**EXERCICE PROPOSÉ**
Disposez toutes les lignes de l'ensemble des enregistrements ci-dessous en un tableau Markdown à deux colonnes : « N° » pour le numéro de ligne et « Ligne » pour son texte. Omettez les lignes vides.

########################################

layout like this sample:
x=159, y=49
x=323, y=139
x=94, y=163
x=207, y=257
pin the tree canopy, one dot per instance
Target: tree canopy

########################################

**RÉPONSE À L'EXERCICE**
| N° | Ligne |
|---|---|
| 1 | layout like this sample: |
| 2 | x=159, y=49 |
| 3 | x=323, y=139 |
| 4 | x=94, y=163 |
| 5 | x=207, y=257 |
| 6 | pin the tree canopy, one dot per instance |
| 7 | Target: tree canopy |